Constitué il y a un peu plus d'un an, Harak Tounes Al Irada connait actuellement une crise interne sans précédent. Il faut dire que le parti de l'ancien président de la République, Moncef Marzouki, n'était pas né sous les meilleurs auspices. Déjà dans l'œuf que les tensions avec le CPR, ancien parti de Marzouki ont éclaté. Nombreux membres du parti fondé en 2001 avaient refusé la fusion avec Al Irada et si le nouveau parti a récolté les biens de l'ancien, il a aussi hérité d'une composition fragmentée et désunie. Aujourd'hui, c'est une vague de démissions dans l'instance politique du parti qui appelle à se demander si Moncef Marzouki n'a pas sacrifié son parti de toujours pour rien, et s'il n'est pas au final tout simplement victime de son manque de discernement…
L'ancien président de la République, Moncef Marzouki, avait affirmé, lors de son intervention au Forum “Hodges” des affaires internationales, au mois de mars, qu'il est encore trop tôt pour annoncer une éventuelle candidature à la prochaine élection présidentielle et qu'il œuvre en ce moment en tant qu'activiste et non en qualité de politicien. Il a toutefois estimé que le peuple a besoin de temps avant de comprendre qu'un gouvernement ne peut pas tout arranger tout de suite et que quand il aura intégré cette donnée « quelqu'un comme lui sera probablement élu de nouveau ». La réflexion de Moncef Marzouki peut laisser perplexe si l'on s'attardait un peu sur le bilan laissé de son mandat en tant que président de la République, mais aussi sur la présidence des deux partis, désormais disloqués, qu'il a fondés en 2001 puis en 2016.
Dans un communiqué émis dans la soirée du mercredi 16 août 2017, l'instance politique de Harak Tounes Al Irada, avait annoncé sa démission collective du comité politique. Mabrouk Hrizi, Zouheir Ismaël, Brahim Ben Saïd, Sabri Dkhil, Ghassen Marzouki, Rabîi El Abdi, Yadh Elloumi, Yassine Oumeya, Zied Soltane, Sami Ilahi, Leila Sebri et Karim Hammami, ont expliqué qu'ils ne peuvent continuer leur activité au sein d'un parti dans lequel « règne l'hégémonie d'une minorité qui essaye d'imposer sa décision et d'isoler les structures, les institutions et les adhérents » et ce malgré les erreurs répétitives, l'échec évident et la politique de l'improvisation et du désordre. Dans une lettre, adressée à Moncef Marzouki, on reprochait également à certains cadres du parti de vouloir « le saboter » en barrant la route aux compétences, en privilégiant des intérêts personnels et ceux d'autres parties et en créant la discorde au sein du parti.

::::::

» **CONSIGNE**
D'après le texte sur Harak Tounes Al Irada, quand l'instance politique du parti a-t-elle annoncé sa démission collective ?

::::::

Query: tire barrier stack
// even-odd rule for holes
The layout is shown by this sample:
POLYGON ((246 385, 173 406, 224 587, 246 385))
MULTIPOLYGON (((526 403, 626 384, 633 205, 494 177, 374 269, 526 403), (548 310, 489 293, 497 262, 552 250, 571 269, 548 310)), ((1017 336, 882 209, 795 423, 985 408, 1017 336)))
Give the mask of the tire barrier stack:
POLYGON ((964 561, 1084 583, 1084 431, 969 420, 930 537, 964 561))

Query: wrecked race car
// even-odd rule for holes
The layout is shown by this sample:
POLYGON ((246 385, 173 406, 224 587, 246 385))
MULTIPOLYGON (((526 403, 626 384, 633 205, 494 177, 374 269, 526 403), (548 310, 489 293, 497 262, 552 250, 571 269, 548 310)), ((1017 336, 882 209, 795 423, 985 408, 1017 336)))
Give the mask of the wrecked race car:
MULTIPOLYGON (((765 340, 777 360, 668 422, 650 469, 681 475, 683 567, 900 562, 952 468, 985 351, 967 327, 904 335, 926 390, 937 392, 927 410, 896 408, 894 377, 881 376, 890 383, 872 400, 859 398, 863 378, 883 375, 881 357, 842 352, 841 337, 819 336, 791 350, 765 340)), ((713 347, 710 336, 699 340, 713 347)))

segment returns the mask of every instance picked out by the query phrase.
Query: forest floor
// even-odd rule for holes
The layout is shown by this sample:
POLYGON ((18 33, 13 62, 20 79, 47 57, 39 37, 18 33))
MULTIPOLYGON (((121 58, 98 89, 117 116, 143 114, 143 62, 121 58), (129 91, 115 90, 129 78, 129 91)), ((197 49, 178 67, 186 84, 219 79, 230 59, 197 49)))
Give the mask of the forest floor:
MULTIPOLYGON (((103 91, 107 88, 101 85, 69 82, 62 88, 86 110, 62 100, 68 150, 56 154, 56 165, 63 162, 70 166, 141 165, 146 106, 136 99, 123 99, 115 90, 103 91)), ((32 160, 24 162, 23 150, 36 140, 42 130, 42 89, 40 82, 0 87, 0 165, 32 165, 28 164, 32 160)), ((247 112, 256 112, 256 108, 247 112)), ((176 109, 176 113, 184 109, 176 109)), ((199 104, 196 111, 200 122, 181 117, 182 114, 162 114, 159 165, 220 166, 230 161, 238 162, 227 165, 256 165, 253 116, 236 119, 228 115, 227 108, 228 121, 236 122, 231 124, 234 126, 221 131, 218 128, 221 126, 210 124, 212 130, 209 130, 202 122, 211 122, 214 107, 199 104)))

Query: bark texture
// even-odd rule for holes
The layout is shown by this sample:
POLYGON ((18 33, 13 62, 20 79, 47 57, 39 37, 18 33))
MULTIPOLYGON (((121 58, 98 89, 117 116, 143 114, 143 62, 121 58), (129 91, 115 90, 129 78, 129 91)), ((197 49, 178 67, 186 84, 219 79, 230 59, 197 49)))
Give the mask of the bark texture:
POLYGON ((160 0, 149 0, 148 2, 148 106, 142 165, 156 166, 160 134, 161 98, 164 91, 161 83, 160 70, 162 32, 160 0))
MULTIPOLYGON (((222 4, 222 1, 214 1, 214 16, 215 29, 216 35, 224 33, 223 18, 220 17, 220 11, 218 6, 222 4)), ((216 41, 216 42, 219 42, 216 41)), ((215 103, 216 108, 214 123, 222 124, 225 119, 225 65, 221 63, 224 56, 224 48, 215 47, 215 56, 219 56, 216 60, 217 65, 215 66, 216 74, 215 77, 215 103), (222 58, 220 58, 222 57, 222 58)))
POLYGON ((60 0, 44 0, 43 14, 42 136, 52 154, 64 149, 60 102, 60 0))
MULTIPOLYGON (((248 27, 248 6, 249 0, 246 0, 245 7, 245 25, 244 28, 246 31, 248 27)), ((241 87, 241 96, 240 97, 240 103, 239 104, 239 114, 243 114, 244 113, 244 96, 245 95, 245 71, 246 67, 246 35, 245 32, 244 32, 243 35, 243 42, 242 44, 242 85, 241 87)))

::::::

» **RÉPONSE**
Dans la soirée du mercredi 16 août 2017.